• Task requirements:
Pick up the Prim's algorithm page below from the point where it stops, and keep writing it in the same style.

• Document segment:
## begin

AlgorithmsPrim's Algorithm

Prim's Algorithm

A greedy algorithm for finding the minimum spanning tree of a weighted graph.

Definition

Connect every node of a weighted graph using the least total edge weight, and you're building a minimum spanning tree: exactly V - 1 edges, no cycles, every node touched, minimum total cost. The search space is enormous (a complete graph on just 10 nodes hides 100,000,000 spanning trees), and Prim's algorithm cuts through all of it greedily: grow one connected tree outward from any starting node, always absorbing the cheapest edge that crosses from inside the tree to outside. With a heap serving the cheapest crossing edge, the whole build runs in O(E log V).

Unlike most greedy algorithms, this one's proof obligation comes pre-paid by a single theorem that also powers its sibling Kruskal, and it's worth meeting before the mechanics.

The Cut Property

Split a graph's nodes into any two non-empty groups, and call every edge with one end in each group a crossing edge. The cut property says the lightest crossing edge always belongs to a minimum spanning tree, and the proof is one swap. Suppose some MST skipped that lightest edge. Adding it creates a cycle, the cycle must cross the split somewhere else over a heavier edge, and trading the heavy crossing for the light one yields a cheaper spanning tree. A cheaper tree than the minimum is a contradiction, so the lightest crossing edge was always safe to take.

Prim's entire strategy is applying that theorem to one specific split, over and over: the tree built so far versus everything else. Each absorption redraws the cut, the theorem blesses the next cheapest crossing, and V - 1 blessings later the tree is provably minimal. No backtracking, no second-guessing, just one theorem on repeat.

Growing the Blob

Trace it on five nodes with edges A-B = 2, A-D = 6, B-C = 3, B-D = 8, B-E = 5, C-E = 7, D-E = 9. Starting at A, the crossing edges are A-B and A-D, so the tree absorbs B for 2. From {A, B} the cheapest crossing is B-C at 3. Now the tree is {A, B, C}, and the crossings are A-D at 6, B-D at 8, B-E at 5, and C-E at 7. Predict the next absorption.

E joins through B-E at 5, and the final round takes A-D at 6: four edges, total 2 + 3 + 5 + 6 = 16, and no other spanning tree of this graph beats it. Notice what the blob never did: it never started a second island, and it never reconsidered an edge. One connected tree, growing outward, cheapest crossing first.

prim's_algorithm.py

import heapq

def prim(graph: dict[int, list[tuple[int, int]]], start: int) -> int:
    # graph[node] holds (neighbor, weight) pairs; returns MST weight or -1
    visited = set()
    heap = [(0, start)]
    total = 0

    while heap:
        weight, node = heapq.heappop(heap)

## end

• Raw data:
## begin

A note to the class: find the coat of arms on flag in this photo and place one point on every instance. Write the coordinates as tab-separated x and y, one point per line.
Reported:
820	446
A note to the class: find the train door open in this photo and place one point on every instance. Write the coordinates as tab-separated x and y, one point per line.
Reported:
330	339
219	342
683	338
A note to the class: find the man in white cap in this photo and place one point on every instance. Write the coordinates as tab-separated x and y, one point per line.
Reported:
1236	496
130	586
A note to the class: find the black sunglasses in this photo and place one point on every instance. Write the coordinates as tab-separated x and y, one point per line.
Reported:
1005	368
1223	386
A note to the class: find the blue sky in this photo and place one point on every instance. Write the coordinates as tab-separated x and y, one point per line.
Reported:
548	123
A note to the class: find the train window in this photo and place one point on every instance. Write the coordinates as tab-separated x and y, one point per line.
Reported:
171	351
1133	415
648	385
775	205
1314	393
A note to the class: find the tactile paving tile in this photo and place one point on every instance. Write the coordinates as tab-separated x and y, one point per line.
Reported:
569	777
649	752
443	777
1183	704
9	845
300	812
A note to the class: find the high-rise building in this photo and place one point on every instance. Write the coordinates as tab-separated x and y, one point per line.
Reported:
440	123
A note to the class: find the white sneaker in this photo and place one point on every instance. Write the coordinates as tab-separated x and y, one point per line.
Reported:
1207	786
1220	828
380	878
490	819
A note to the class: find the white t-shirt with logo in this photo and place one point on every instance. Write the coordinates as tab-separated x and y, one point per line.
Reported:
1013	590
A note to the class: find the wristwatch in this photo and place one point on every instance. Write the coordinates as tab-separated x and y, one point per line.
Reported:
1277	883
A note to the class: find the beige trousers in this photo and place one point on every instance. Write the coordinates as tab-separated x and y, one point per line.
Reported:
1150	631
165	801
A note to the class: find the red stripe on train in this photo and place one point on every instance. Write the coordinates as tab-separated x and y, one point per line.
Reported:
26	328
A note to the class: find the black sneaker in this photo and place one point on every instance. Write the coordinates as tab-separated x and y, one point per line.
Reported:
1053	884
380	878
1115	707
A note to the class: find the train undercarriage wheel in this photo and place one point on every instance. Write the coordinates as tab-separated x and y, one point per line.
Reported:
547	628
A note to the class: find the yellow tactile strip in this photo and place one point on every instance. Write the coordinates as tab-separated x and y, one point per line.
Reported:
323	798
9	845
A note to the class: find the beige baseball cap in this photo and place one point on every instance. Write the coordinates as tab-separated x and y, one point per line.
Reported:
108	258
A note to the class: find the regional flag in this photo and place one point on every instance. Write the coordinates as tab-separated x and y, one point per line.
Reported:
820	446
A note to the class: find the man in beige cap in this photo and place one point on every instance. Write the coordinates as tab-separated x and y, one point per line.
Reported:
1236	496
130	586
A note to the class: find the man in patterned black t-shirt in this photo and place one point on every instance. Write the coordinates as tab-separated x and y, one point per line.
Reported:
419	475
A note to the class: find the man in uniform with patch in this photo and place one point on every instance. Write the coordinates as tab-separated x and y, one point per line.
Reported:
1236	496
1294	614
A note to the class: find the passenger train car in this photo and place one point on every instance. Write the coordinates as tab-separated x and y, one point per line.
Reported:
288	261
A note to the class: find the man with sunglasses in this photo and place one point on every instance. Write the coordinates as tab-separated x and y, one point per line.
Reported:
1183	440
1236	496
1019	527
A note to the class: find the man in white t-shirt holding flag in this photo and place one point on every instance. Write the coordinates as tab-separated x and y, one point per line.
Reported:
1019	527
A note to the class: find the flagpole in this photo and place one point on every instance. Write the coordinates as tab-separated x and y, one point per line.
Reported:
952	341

## end

• Written response:
        # Lazy heap: skip nodes the tree already swallowed
        if node in visited:
            continue

        visited.add(node)
        total += weight

        # Offer every edge crossing from the tree to the outside
        for neighbor, edge_weight in graph[node]:
            if neighbor not in visited:
                heapq.heappush(heap, (edge_weight, neighbor))

    # Fewer than all nodes reached means the graph is disconnected
    return total if len(visited) == len(graph) else -1

What an MST Is Not

You might think the minimum spanning tree also gives you cheap routes between nodes, since it connected everything as cheaply as possible. It optimizes the wrong number for that. Take a triangle with A-B = 3, A-C = 3, B-C = 4. The MST keeps both edges that cost 3 and drops B-C, minimizing total wire at 6. But now traveling from B to C through the tree costs 6, against the direct edge's 4 that got thrown away.

Total construction cost and point-to-point travel cost are different objectives with different algorithms: the MST for the first, Dijkstra for the second. Interview questions about "minimum cost to connect" want the tree. Questions about "cheapest path from X to Y" never do.

Prim: Step-by-Step

1. Seed the Tree With Any Node

The starting node is genuinely arbitrary: the cut property holds for whatever cut the growing tree defines, so every start produces a minimum spanning tree. Grab node 0 and move on.

2. Track Every Edge Crossing the Frontier

A min-heap holds (weight, node) entries for edges leading from inside the tree to outside it. Each newly absorbed node offers all its outward edges to the heap.

3. Absorb Along the Cheapest Crossing

Pop the lightest crossing edge and annex the node on its far end. The cut property guarantees this edge belongs to some minimum spanning tree, so the greed never needs revisiting.

4. Skip Edges Whose Far End Got Absorbed

Lazy heaps keep stale entries: by the time an edge pops, its target may already be inside the tree. The visited check at the pop is mandatory, or nodes get counted twice.

5. Count Nodes to Catch Disconnection

A spanning tree of V nodes has exactly V - 1 edges and touches every node. Finishing with fewer visited nodes means the graph was never connected, and the honest answer is "impossible".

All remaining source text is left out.